**WHAT TO PRODUCE**
Write out the full set of records exactly. Any pictures in them do not belong in the copy.

* start THE RECORDS *

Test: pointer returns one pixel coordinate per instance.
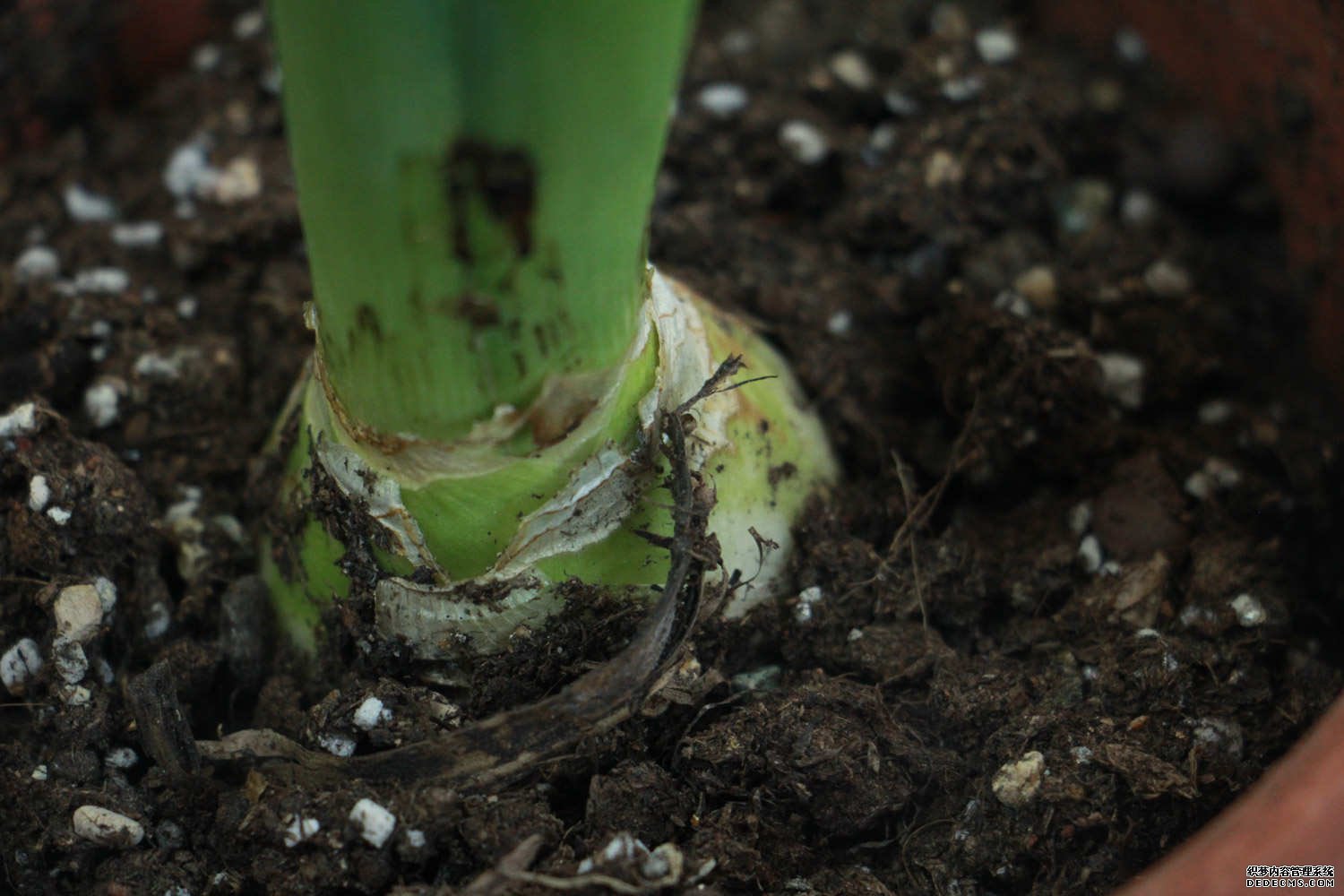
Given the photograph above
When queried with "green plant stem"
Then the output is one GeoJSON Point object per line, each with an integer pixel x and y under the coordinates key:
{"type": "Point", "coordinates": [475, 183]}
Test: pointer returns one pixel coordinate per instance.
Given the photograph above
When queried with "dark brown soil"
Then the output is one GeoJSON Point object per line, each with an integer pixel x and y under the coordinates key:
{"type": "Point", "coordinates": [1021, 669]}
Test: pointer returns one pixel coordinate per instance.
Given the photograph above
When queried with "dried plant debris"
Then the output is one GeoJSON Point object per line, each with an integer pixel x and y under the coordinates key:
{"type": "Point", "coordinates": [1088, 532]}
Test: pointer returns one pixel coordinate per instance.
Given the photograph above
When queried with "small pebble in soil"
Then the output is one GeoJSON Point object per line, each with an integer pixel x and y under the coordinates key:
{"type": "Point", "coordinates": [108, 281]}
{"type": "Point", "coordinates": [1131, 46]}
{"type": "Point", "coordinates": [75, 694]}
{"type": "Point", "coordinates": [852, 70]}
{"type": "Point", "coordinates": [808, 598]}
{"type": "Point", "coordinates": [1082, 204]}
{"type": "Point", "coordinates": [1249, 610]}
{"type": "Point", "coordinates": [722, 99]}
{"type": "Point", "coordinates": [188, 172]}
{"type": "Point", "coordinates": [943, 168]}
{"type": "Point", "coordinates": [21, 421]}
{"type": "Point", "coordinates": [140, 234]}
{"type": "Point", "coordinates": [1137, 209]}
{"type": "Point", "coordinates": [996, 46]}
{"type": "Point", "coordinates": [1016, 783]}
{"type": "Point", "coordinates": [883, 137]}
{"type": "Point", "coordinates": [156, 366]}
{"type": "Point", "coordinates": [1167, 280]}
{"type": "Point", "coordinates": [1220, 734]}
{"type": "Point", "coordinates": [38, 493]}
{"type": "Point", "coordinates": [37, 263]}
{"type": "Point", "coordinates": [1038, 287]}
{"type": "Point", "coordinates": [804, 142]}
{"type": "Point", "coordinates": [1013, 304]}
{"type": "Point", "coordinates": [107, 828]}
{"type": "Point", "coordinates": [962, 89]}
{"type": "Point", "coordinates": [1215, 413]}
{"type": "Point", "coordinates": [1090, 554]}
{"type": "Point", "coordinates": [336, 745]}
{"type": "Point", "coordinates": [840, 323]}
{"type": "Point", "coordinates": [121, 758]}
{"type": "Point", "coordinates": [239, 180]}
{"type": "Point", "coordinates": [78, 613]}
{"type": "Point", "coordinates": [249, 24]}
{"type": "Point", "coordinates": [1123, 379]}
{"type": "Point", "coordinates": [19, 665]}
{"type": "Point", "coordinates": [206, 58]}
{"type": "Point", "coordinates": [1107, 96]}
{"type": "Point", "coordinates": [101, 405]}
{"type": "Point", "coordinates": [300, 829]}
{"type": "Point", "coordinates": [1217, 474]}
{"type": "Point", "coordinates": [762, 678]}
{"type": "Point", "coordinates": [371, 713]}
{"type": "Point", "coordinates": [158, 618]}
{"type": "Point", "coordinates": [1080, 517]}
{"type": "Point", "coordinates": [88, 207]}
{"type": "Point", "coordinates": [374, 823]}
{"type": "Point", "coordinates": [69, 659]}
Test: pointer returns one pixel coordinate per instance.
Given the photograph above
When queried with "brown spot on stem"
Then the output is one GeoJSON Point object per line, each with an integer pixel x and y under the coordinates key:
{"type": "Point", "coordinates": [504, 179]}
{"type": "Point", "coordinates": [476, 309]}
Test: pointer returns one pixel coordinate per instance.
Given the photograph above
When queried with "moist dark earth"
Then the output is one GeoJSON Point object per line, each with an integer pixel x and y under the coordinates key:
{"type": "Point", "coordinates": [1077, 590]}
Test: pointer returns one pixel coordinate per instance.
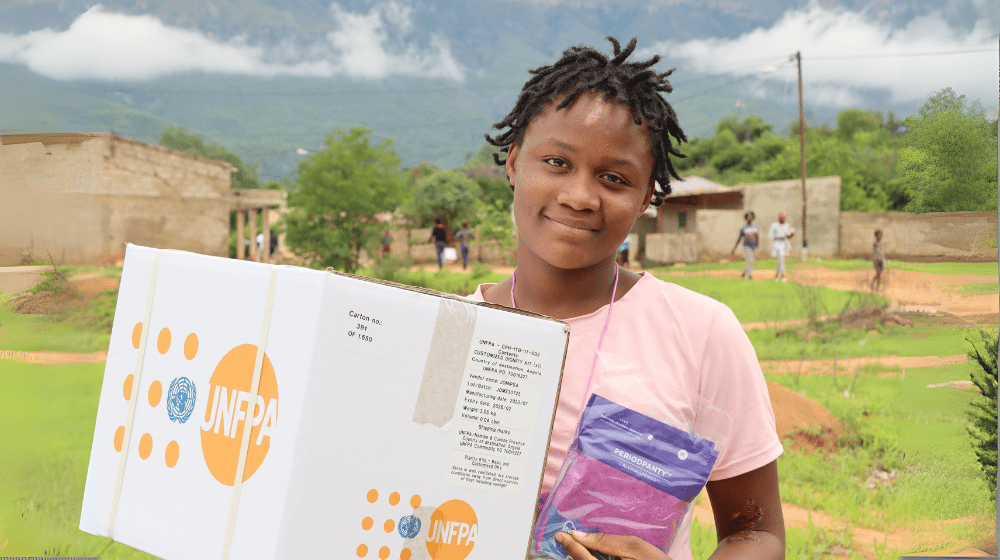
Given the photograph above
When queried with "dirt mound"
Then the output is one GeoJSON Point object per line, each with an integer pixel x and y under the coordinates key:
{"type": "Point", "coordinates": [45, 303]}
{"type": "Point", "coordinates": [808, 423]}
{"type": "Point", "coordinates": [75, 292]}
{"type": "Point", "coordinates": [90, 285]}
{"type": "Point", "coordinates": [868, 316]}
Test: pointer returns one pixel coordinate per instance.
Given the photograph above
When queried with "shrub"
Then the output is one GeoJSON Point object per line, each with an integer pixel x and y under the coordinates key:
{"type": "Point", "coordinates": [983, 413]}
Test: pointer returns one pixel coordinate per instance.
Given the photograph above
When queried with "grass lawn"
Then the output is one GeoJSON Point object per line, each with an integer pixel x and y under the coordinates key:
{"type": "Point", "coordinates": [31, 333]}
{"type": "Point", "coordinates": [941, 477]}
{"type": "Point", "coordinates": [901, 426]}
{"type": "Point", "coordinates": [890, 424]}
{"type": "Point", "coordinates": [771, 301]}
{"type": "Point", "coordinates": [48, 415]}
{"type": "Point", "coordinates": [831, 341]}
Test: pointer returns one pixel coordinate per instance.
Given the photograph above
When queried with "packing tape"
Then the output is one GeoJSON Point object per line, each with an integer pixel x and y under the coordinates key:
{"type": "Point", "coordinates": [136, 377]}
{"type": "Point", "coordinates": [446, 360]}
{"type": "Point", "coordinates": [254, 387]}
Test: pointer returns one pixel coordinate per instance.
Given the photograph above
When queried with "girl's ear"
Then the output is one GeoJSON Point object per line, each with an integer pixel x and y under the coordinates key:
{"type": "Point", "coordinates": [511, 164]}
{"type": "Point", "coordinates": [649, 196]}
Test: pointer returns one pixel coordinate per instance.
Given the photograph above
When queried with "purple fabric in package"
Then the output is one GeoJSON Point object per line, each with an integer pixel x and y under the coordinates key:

* end THE RECORDS *

**EXERCISE OUTPUT**
Test: pointer returns one pixel coordinate per instance.
Given the photograph above
When queried with "green plant stem"
Then the output is one GeoJSON Point object per line, each with an integer pixel x and y under the coordinates key:
{"type": "Point", "coordinates": [475, 183]}
Test: pointer returns one pixel coordinate per instance.
Given the photograph above
When queried with "dark brown soil"
Then the output is one GeoJSON Point object per line, each with an integer pixel x and y under the coordinates key:
{"type": "Point", "coordinates": [1021, 669]}
Test: pointer returns one pixel coordinate per instance.
Given the photograph above
When queried with "dried plant debris"
Then the output is one GeoJSON Point object per line, each with an integer pixel x and y under the coordinates key:
{"type": "Point", "coordinates": [1088, 532]}
Test: pointer returns one pixel coordinate per instance.
Given the photograph above
When queried with "small pebble in soil"
Then the output is one GeoJSON Point object per line, each with an integer pixel x and y under the coordinates key:
{"type": "Point", "coordinates": [108, 281]}
{"type": "Point", "coordinates": [1131, 46]}
{"type": "Point", "coordinates": [75, 694]}
{"type": "Point", "coordinates": [852, 70]}
{"type": "Point", "coordinates": [808, 598]}
{"type": "Point", "coordinates": [1082, 204]}
{"type": "Point", "coordinates": [1249, 610]}
{"type": "Point", "coordinates": [722, 99]}
{"type": "Point", "coordinates": [188, 172]}
{"type": "Point", "coordinates": [943, 168]}
{"type": "Point", "coordinates": [21, 421]}
{"type": "Point", "coordinates": [140, 234]}
{"type": "Point", "coordinates": [1137, 209]}
{"type": "Point", "coordinates": [996, 46]}
{"type": "Point", "coordinates": [1016, 783]}
{"type": "Point", "coordinates": [883, 137]}
{"type": "Point", "coordinates": [156, 366]}
{"type": "Point", "coordinates": [1167, 280]}
{"type": "Point", "coordinates": [1220, 734]}
{"type": "Point", "coordinates": [38, 493]}
{"type": "Point", "coordinates": [37, 263]}
{"type": "Point", "coordinates": [1038, 287]}
{"type": "Point", "coordinates": [804, 142]}
{"type": "Point", "coordinates": [1013, 304]}
{"type": "Point", "coordinates": [107, 828]}
{"type": "Point", "coordinates": [962, 89]}
{"type": "Point", "coordinates": [1215, 413]}
{"type": "Point", "coordinates": [1090, 554]}
{"type": "Point", "coordinates": [336, 745]}
{"type": "Point", "coordinates": [840, 323]}
{"type": "Point", "coordinates": [121, 758]}
{"type": "Point", "coordinates": [239, 180]}
{"type": "Point", "coordinates": [78, 613]}
{"type": "Point", "coordinates": [249, 24]}
{"type": "Point", "coordinates": [1123, 379]}
{"type": "Point", "coordinates": [19, 665]}
{"type": "Point", "coordinates": [206, 58]}
{"type": "Point", "coordinates": [1107, 96]}
{"type": "Point", "coordinates": [101, 405]}
{"type": "Point", "coordinates": [300, 829]}
{"type": "Point", "coordinates": [1217, 474]}
{"type": "Point", "coordinates": [762, 678]}
{"type": "Point", "coordinates": [371, 713]}
{"type": "Point", "coordinates": [158, 618]}
{"type": "Point", "coordinates": [1080, 517]}
{"type": "Point", "coordinates": [88, 207]}
{"type": "Point", "coordinates": [374, 823]}
{"type": "Point", "coordinates": [69, 659]}
Test: pointer returns one pixel coordinate per instance.
Given the photograph above
When queried with "brown spot on stem"
Then the output is one GeoJSON Point object per line, each with an integer pixel x and y under the coordinates key:
{"type": "Point", "coordinates": [504, 179]}
{"type": "Point", "coordinates": [476, 309]}
Test: pointer returns one pixel coordinate per instance.
Given the photograph above
When queried with "moist dark earth"
Then the output is one GeoJSON Point object per line, each with an integer pixel x and y under the coordinates key:
{"type": "Point", "coordinates": [1077, 590]}
Test: pointer returns one pixel coordinate per instance.
Given the photograph above
When queried with "dirt mound"
Then the output is one GeoJSON Point object per line, each with an integer pixel x and y under the coordinates key:
{"type": "Point", "coordinates": [45, 303]}
{"type": "Point", "coordinates": [808, 423]}
{"type": "Point", "coordinates": [75, 292]}
{"type": "Point", "coordinates": [90, 285]}
{"type": "Point", "coordinates": [868, 316]}
Test: pointer returns one pixel coordinate per instance.
Given the photograph above
When queried with "shrub"
Then the output is one GeoJSON Point object per line, each with an integer pixel x and y under the coordinates key:
{"type": "Point", "coordinates": [983, 413]}
Test: pointer returns one pixel coordinate per instance.
Given the photograph above
When queried with "grass lawn"
Then the output is one GeoJSON Point object per line, each with an integer pixel x and y under the coordinates key:
{"type": "Point", "coordinates": [31, 333]}
{"type": "Point", "coordinates": [941, 477]}
{"type": "Point", "coordinates": [901, 426]}
{"type": "Point", "coordinates": [890, 424]}
{"type": "Point", "coordinates": [771, 301]}
{"type": "Point", "coordinates": [48, 415]}
{"type": "Point", "coordinates": [831, 341]}
Test: pointer returns one pixel coordinate per instance.
Given the photograph above
When queried with "packing tape"
Then the output is one GeoJSON Point object per line, each with an integer pixel x and y under the coordinates key:
{"type": "Point", "coordinates": [136, 377]}
{"type": "Point", "coordinates": [446, 360]}
{"type": "Point", "coordinates": [254, 387]}
Test: pointer returns one pixel coordinate per instance.
Given the photograph above
When queried with "girl's ear"
Then the output is one GeoJSON Point object per line, each with an integer pixel x and y under the coordinates key:
{"type": "Point", "coordinates": [511, 164]}
{"type": "Point", "coordinates": [649, 196]}
Test: pointer returns one pixel coordinate per instance.
Given the photograph above
When queried with "purple fabric in package"
Then the output is one GeoJSON Point object per line, each with an integer pixel x and y under the coordinates key:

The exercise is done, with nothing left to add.